[Stored data entries]
━━━━

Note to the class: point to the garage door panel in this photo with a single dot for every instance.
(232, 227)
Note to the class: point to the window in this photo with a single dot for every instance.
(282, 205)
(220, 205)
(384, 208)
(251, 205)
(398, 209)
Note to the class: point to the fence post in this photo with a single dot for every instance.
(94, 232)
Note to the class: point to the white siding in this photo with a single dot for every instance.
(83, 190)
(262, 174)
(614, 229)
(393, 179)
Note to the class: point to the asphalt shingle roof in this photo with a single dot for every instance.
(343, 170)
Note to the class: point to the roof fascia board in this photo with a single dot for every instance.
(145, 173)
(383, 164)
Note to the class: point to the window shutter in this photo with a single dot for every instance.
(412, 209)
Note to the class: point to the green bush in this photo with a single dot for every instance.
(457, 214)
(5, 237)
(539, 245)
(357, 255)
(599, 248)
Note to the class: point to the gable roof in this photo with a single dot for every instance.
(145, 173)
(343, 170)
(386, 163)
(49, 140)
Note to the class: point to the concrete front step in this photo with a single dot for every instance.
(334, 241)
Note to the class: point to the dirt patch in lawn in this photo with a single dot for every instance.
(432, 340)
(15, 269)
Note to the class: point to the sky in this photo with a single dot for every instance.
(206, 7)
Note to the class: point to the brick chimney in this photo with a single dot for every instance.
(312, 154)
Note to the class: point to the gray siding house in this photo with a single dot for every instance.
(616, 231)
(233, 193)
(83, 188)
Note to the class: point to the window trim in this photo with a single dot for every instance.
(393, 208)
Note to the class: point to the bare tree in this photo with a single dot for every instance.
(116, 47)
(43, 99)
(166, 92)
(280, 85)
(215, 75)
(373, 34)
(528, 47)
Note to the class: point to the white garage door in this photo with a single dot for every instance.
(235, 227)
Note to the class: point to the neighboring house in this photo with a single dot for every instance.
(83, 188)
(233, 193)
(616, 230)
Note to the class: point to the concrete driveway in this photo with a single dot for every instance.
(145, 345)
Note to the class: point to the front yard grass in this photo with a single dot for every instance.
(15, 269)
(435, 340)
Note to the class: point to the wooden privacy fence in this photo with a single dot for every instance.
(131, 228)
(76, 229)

━━━━

§ **Work instructions**: Print all of the entries exactly as they are written.

§ **Solution to this exercise**:
Note to the class: point to the garage door panel in this photo with a single dot for every instance.
(232, 227)
Note to the class: point to the window in this photo with a single dot for every instance.
(282, 205)
(220, 205)
(384, 208)
(251, 205)
(398, 209)
Note to the class: point to the fence post in this photo with a single dot for every instance.
(94, 232)
Note to the class: point to the white siding in this photo with a single dot for every instance.
(83, 190)
(262, 174)
(614, 229)
(393, 179)
Note to the class: point to the asphalt shingle roof in this photo with a single dot for every instance.
(343, 170)
Note to the class: point to the roof fascia board in this photo with a single dot for every instance.
(145, 173)
(383, 164)
Note to the class: point to the window shutter in this photo with a single dot for every instance.
(412, 209)
Note to the class: point to the green bush in this photo with a single dot for every instance.
(457, 214)
(5, 237)
(539, 245)
(357, 255)
(599, 248)
Note to the class: point to the gable roof in this photo with a single dot for every instance.
(145, 173)
(343, 170)
(386, 163)
(49, 140)
Note to the class: point to the concrete front step in this photo with a single dot for every instance.
(334, 241)
Note to the class: point to the dirt patch in lawn in this photo with a single dot for every instance.
(432, 340)
(15, 269)
Note to the class: point to the sky in this photo with a single dot for every instance.
(206, 7)
Note to the class: point to the brick chimney in this photo with a single dot for every instance.
(312, 154)
Note to the class: point to the gray siding house in this photo with a single dot for every instance.
(616, 231)
(233, 193)
(83, 188)
Note to the class: point to the window trim in this photo with a single dot for every instance.
(393, 208)
Note to the class: point to the bare tree in this photo with a single dot for every instance.
(116, 47)
(43, 99)
(166, 92)
(280, 85)
(215, 75)
(373, 34)
(528, 47)
Note to the class: point to the white garage door in this photo with a single dot for every instance.
(235, 227)
Note to the class: point to the neighboring house in this photo with a single dot for every instance.
(83, 188)
(233, 193)
(616, 230)
Note to the class: point to the concrete driveway in this photo with a single dot for every instance.
(145, 345)
Note to the class: point to the front yard grass in this photo with a single dot for every instance.
(15, 269)
(435, 340)
Note to the class: point to the wooden privacy fence in this photo with a single dot for every instance.
(131, 228)
(76, 229)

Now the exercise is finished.